***** MATERIAL FOR THIS EXERCISE
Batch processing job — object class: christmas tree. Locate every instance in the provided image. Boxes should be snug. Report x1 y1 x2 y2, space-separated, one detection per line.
**********
***** MATERIAL FOR THIS EXERCISE
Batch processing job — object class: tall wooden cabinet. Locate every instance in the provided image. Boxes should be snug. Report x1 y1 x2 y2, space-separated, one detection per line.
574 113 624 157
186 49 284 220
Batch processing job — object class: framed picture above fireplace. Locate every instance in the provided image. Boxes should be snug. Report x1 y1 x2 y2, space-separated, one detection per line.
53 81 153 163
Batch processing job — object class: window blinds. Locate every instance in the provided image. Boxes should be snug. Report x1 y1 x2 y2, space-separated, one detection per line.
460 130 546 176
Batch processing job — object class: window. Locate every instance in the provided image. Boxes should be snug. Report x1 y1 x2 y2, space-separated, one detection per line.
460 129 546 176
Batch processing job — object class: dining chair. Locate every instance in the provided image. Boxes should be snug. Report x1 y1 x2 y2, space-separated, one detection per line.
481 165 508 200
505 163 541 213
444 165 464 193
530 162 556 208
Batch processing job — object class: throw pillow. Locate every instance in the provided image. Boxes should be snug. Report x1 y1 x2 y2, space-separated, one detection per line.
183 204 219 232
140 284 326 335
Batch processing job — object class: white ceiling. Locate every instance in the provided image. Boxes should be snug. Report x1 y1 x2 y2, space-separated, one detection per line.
**********
***** MATERIAL FOR THIS EXERCISE
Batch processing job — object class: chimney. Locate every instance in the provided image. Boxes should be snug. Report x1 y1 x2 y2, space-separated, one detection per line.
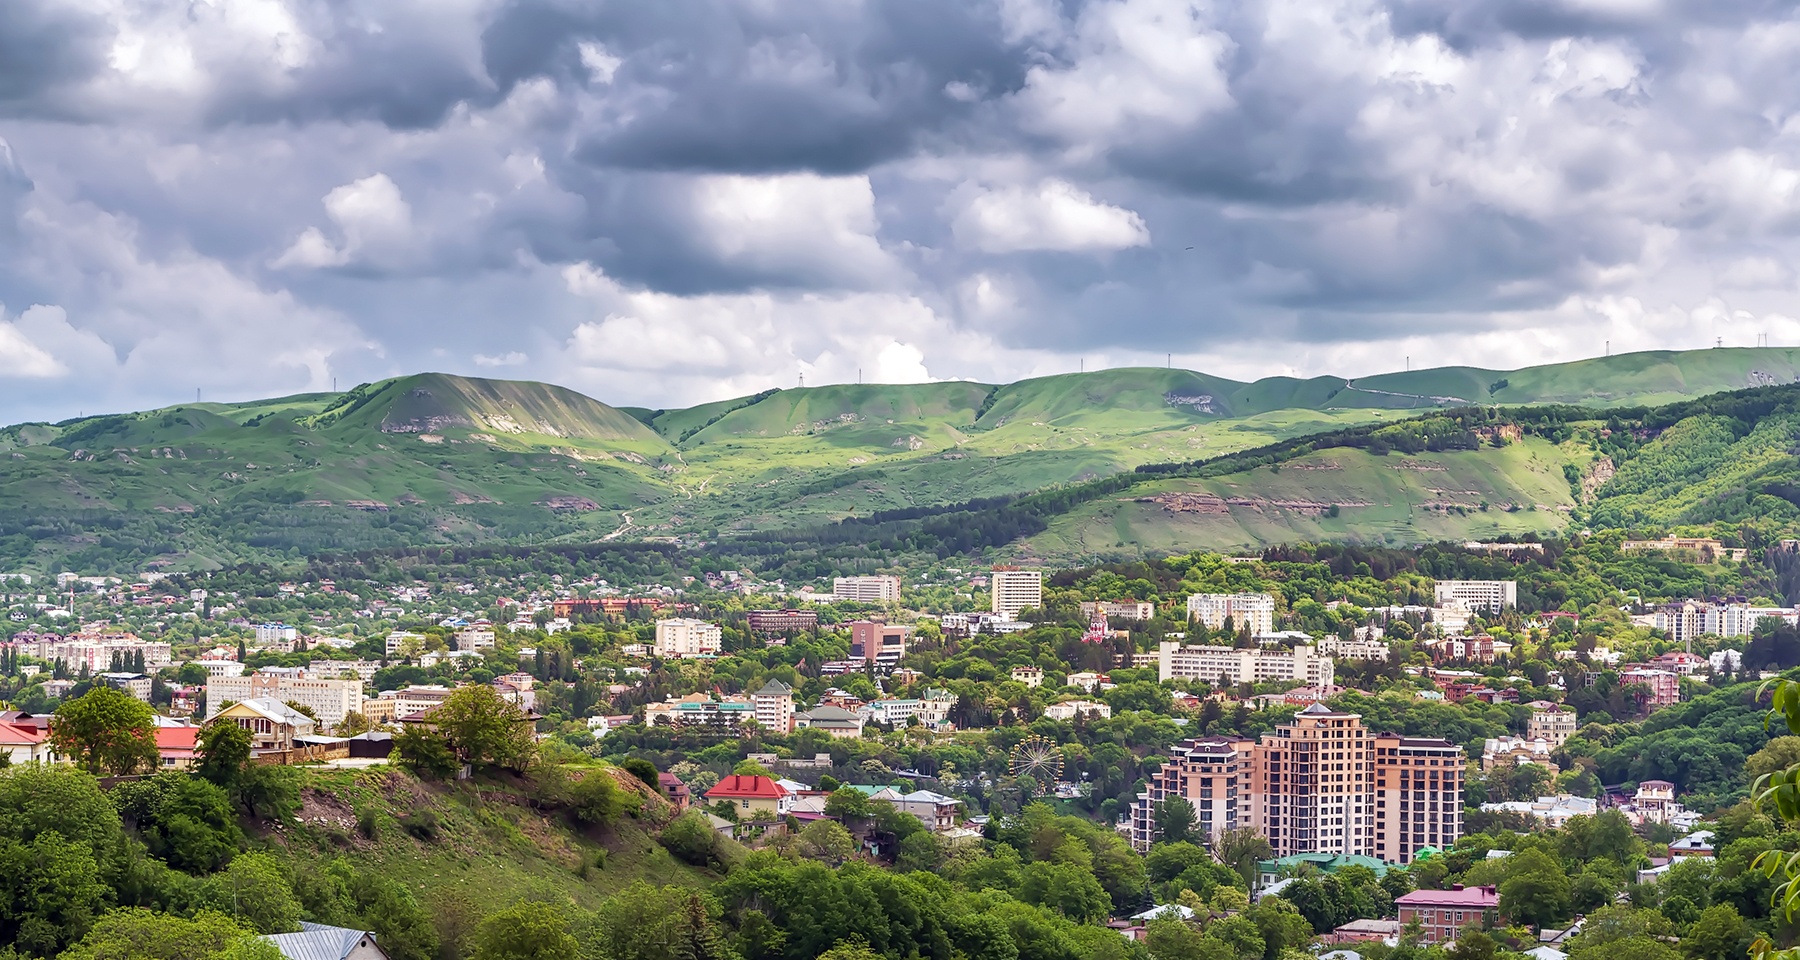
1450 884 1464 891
**********
# TO DO
Among the records above, only the lines between the line holding "Batch processing job — object class: throw" and the line holding "Batch processing job — object class: white", inclusive, are to be output, exactly as written.

# EXERCISE RESPONSE
Batch processing job — object class: throw pillow. Locate every instance in the provided image. Boxes should be snug. Report x1 y1 x2 y2, space-separated, one detection per line.
183 204 219 232
140 284 326 335
Batch processing job — object class: white ceiling. Locate every instance in the provided image. Boxes should be snug. Report x1 y1 x2 y2, space-separated, one detection per line.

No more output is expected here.